Set all the material down again unchanged, without the pictures.

Point-based annotation data:

****************************************

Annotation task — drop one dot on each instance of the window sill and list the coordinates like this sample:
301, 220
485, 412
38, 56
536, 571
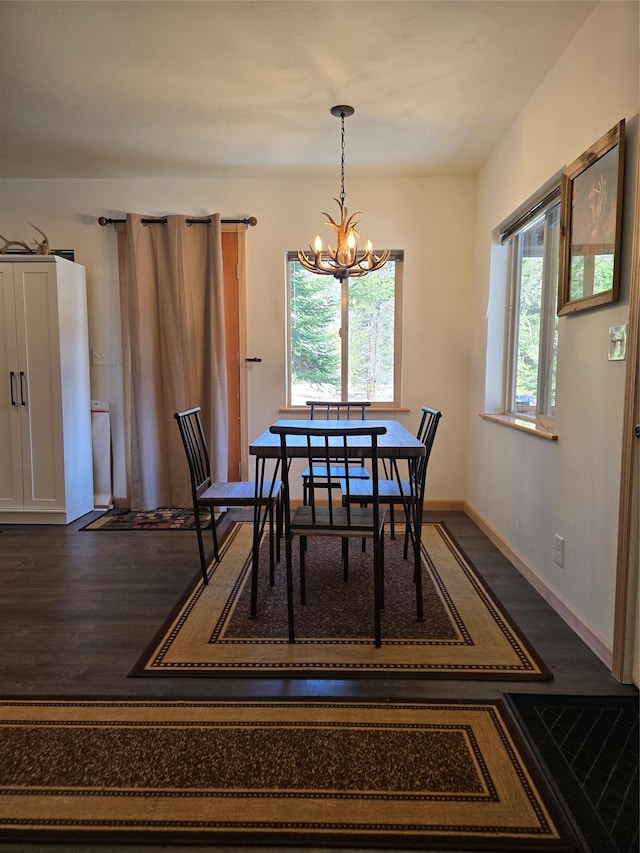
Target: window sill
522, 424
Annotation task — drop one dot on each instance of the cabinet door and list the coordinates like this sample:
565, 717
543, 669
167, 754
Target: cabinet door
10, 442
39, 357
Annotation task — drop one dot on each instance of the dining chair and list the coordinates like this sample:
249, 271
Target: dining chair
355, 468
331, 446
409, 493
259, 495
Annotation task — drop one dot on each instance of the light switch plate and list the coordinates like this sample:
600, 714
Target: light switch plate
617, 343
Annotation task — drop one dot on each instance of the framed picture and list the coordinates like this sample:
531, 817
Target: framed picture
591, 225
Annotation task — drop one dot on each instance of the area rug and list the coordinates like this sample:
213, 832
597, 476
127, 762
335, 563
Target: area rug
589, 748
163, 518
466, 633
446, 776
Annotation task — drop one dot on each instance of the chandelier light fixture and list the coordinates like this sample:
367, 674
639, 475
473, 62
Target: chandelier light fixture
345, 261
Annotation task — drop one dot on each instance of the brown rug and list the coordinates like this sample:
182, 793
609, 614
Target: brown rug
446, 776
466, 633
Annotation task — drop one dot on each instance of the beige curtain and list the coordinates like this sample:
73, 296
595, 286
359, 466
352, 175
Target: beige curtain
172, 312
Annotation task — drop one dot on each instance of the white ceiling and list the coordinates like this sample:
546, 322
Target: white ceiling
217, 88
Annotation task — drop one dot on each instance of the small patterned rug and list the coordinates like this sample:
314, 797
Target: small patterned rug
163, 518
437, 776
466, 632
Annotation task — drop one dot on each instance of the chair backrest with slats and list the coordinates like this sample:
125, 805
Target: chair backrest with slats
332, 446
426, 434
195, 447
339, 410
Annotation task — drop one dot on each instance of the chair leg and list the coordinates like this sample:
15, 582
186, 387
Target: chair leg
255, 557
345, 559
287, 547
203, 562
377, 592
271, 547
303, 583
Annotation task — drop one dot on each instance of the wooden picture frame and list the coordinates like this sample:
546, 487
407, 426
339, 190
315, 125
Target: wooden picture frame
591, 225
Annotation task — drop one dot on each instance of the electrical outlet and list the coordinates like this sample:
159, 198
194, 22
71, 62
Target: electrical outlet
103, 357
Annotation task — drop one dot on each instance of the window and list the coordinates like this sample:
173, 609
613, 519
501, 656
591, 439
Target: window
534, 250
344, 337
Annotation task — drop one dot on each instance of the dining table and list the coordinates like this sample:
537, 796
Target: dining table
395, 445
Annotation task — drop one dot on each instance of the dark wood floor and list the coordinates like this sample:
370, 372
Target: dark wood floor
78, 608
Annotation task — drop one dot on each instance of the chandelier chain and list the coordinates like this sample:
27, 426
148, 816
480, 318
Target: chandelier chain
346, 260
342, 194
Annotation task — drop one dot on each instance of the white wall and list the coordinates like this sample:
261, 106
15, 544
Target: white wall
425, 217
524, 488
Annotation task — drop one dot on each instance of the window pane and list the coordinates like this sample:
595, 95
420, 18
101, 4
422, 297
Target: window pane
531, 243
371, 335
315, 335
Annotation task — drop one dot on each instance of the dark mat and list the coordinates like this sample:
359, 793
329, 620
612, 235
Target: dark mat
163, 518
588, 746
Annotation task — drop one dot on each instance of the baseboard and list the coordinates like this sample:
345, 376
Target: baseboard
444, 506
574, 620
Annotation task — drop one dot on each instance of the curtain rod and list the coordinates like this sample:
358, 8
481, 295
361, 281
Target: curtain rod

****************************************

◆ **SOLUTION FOR THIS TASK**:
Annotation task — drop one dot on each instance of the window sill and list the coordinates like this sample:
301, 220
485, 412
38, 56
536, 571
Target: window sill
522, 424
Annotation task — drop one dot on each instance of the cabinet door and list the coordinates like this sample:
565, 717
543, 669
167, 754
Target: cabinet door
10, 442
39, 357
Annotation task — drop one dot on each instance of the dining chair and list the coordinates like this sample:
249, 271
Target: dining chair
355, 468
331, 446
409, 493
259, 495
Annotation task — drop one dot on each instance of the light switch plate and list the coordinates like this sample:
600, 714
Target: light switch plate
617, 343
Annotation task — drop one dot on each instance of the framed picture and list the coordinates like this sample:
531, 817
Target: framed picture
591, 225
Annotation task — drop one dot on each instance of the area rug and list the coordinates like this sample:
213, 832
597, 476
127, 762
335, 563
Target: area rug
589, 748
163, 518
466, 633
446, 776
Annotation task — drop one dot on each instance of the chandelier light fixture and list the coordinates like this sample:
367, 674
639, 475
473, 62
Target: chandelier light fixture
345, 261
Annotation task — drop one dot on each instance of the brown rug and list the coordinates like this sample:
182, 793
609, 614
Target: brown rug
446, 776
466, 633
Annotation task — drop one dot on each instance of the beige curtain and list the coordinates like this sample:
73, 296
595, 286
359, 466
352, 175
Target: beige curtain
172, 312
Annotation task — drop one dot on each instance of the white ceiling and list the coordinates like this sample:
546, 322
Target: white ceiling
217, 88
Annotation task — drop one dot on each instance of the small patterned rug and list the coordinates like this sample:
314, 797
Target: small patterned rug
163, 518
437, 776
466, 632
Annotation task — drop one dot on each instance of the chair backrest with slats and list the coordinates like this sample:
125, 805
Target: chair backrest with slats
332, 446
426, 434
195, 447
339, 410
Annotation task — drop one dot on each instance of the chair leg and list the coordinates like this sample:
15, 582
186, 387
Target: chair leg
255, 557
345, 559
287, 547
203, 562
377, 592
271, 547
303, 583
Annotation task — drop one dot on each instance of the wooden picture frame and list the coordinates like this sample:
546, 487
407, 426
339, 190
315, 125
Target: wooden picture frame
591, 225
Annotation task — drop one dot on each instance of the electrical outlet and list the coordinates like this sample:
159, 198
194, 22
71, 62
Target: electrical outlet
103, 357
Annotation task — drop one dot on each instance of the window and list the coordinates like this sample:
173, 609
613, 519
501, 656
591, 439
Target: window
534, 250
344, 337
Annotation task — drop one dot on each instance of the dining table and list the coordinates like this sample:
537, 796
Target: dining table
395, 445
Annotation task — drop one dot on each instance of the dark wood floor and list the coordinates like this sample:
370, 372
Target: dark wood floor
78, 608
Annotation task — drop one dot on each instance of the chandelier chain and list the coordinates like this sample:
27, 426
148, 816
480, 318
Target: chandelier chain
346, 260
342, 194
Annotation task — drop one dot on each instance of the white wall and list the coordinates like this sample:
261, 106
15, 544
Target: white wall
425, 217
524, 488
Annotation task — drop one dot on each instance of the window pane and list the coordinates like this sample:
595, 95
420, 18
101, 4
422, 297
Target: window pane
531, 243
371, 335
315, 335
Annotation task — drop one dot on each instance of the dark mat and list the coordinates like this sample:
359, 793
329, 620
612, 235
Target: dark mat
163, 518
588, 746
Annotation task — drop one dot on each instance of the baseboard and list the coordinates like this sample:
345, 376
Target: baseboard
444, 506
574, 620
Annotation task — drop one dot on each instance of the curtain rod and list the coordinates like this sample:
358, 8
481, 295
361, 281
Target: curtain rod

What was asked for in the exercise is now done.